Copy out, unchanged, every line of the items from the one holding "330L313 351L357 350L363" through the one holding "positive clicks: (361, 332)", including both of those lines.
• • • • •
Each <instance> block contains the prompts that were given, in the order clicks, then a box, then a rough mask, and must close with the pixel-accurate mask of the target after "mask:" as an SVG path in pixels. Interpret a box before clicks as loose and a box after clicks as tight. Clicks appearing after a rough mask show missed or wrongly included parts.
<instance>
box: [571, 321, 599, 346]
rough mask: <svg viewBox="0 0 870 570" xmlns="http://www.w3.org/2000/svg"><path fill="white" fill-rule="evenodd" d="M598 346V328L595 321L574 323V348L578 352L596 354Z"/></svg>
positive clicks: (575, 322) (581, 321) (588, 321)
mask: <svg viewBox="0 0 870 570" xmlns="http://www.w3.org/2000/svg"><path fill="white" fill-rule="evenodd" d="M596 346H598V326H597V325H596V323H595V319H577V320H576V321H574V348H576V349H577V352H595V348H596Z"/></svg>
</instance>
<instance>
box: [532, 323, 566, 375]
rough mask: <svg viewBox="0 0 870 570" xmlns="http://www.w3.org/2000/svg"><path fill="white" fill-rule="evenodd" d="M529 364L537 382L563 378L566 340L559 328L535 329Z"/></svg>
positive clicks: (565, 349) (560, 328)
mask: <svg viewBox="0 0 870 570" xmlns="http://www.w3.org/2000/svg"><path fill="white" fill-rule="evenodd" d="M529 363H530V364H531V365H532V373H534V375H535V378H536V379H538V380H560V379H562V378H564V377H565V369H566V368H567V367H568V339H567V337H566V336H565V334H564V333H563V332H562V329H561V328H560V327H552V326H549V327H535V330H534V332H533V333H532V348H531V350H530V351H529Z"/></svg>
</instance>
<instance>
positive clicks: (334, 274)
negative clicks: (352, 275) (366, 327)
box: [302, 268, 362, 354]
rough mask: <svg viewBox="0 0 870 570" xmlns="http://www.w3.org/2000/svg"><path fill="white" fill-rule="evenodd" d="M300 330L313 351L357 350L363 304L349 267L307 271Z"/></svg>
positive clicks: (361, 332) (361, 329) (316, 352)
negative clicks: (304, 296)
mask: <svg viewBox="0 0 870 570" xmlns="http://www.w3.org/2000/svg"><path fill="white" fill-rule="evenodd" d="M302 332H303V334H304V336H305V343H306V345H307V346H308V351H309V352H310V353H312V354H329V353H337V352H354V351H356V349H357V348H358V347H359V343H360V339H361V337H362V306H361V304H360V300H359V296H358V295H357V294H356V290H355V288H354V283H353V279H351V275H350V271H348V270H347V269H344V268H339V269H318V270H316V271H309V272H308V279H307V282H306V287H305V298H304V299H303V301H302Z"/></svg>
• • • • •
■ REPLY
rough mask: <svg viewBox="0 0 870 570" xmlns="http://www.w3.org/2000/svg"><path fill="white" fill-rule="evenodd" d="M300 330L313 351L357 350L363 304L349 267L307 271Z"/></svg>
positive clicks: (361, 332) (361, 329) (316, 352)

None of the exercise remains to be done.